• Given information:
* * *
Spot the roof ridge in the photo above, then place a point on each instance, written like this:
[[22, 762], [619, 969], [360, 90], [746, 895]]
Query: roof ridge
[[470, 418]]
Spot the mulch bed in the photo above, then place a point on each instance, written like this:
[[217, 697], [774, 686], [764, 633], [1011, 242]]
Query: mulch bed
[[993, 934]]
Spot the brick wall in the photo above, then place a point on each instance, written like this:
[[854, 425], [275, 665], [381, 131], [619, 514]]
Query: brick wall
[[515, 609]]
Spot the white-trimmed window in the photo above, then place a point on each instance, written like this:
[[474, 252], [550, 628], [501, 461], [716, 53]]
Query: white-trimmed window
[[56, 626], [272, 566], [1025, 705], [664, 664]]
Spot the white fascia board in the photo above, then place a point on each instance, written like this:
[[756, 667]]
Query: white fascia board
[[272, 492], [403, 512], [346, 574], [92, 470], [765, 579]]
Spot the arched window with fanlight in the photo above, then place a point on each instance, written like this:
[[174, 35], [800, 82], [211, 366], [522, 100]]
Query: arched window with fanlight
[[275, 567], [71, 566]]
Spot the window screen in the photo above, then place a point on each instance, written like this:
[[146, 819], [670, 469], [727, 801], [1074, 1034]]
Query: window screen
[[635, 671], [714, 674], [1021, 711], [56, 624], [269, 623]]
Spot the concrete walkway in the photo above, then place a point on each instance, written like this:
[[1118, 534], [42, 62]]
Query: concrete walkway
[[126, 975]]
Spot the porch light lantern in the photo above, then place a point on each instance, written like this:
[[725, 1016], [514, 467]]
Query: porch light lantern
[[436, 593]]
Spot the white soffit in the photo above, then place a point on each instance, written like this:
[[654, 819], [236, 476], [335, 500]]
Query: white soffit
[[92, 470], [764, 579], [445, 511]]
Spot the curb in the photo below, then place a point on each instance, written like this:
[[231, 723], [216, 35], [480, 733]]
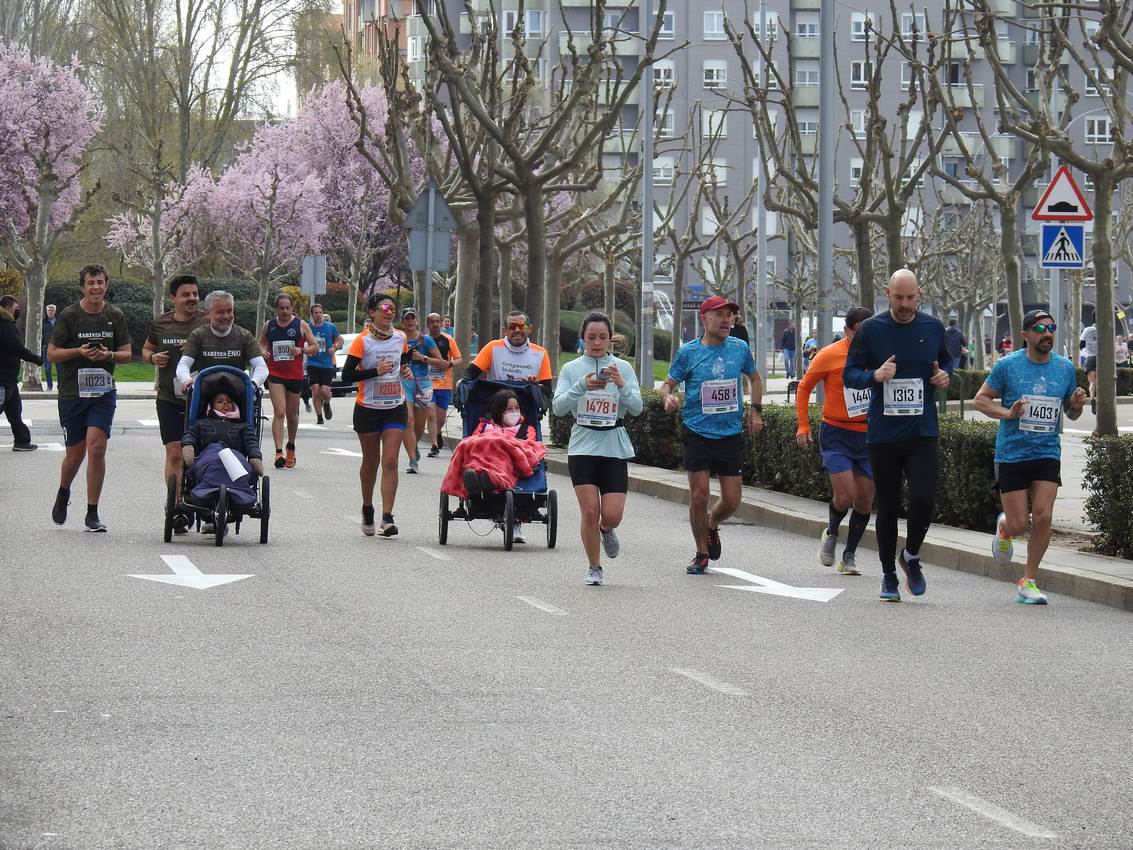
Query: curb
[[1064, 572]]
* * *
Please give the data above again in exact form and omit every picture.

• Solution for this exercise:
Spot the roof ridge in the photo above, then place a point on each instance, written like this:
[[22, 762], [619, 969], [360, 90], [746, 895]]
Query: roof ridge
[[470, 418]]
Spot the mulch bed in the photo above, then place a point on each instance, written like this:
[[217, 697], [774, 686], [764, 633], [1011, 242]]
Query: mulch bed
[[993, 934]]
Spot the brick wall in the photo above, then place a point on each instance, written like this:
[[854, 425], [275, 665], [381, 131], [619, 514]]
Query: brick wall
[[515, 609]]
Spot the white-trimmed window in the photo above, then place a point on each instance, written like this:
[[474, 252], [550, 628], [501, 461], [716, 53]]
Query: white-trimmed window
[[56, 626], [272, 566], [1025, 705], [664, 664]]
Spot the white fascia board in the photo above, then place a point on each instance, written like this:
[[756, 667]]
Query: white fascia board
[[272, 492], [403, 512], [346, 574], [92, 470], [765, 579]]
Spot the arched window with fanlight in the photo above, then place a point on each instance, written like this:
[[174, 35], [800, 82], [211, 366], [522, 100]]
Query: arched window with fanlight
[[275, 567], [71, 566]]
Spot the window screen in the photo above, then place a point on each instance, written like this:
[[146, 819], [670, 469], [727, 801], [1074, 1034]]
Query: window screen
[[635, 671], [714, 674], [1021, 711], [56, 624], [269, 623]]
Spot the concrete walkway in the photo above, then place a point on each instance, written like this:
[[1118, 534], [42, 62]]
Query: concrete walkway
[[126, 975]]
Spot the porch light lantern in the photo above, then place a point on each instance, written like this:
[[725, 1016], [514, 467]]
Query: porch light lantern
[[436, 593]]
Spot the white soffit in the photo above, then place a point on each instance, written like this:
[[654, 819], [236, 476], [335, 500]]
Query: white soffit
[[92, 470], [764, 579], [445, 511]]
Spot the curb in the photo below, then place a point on each instance, written like this:
[[231, 723], [216, 35], [480, 733]]
Query: curb
[[1064, 572]]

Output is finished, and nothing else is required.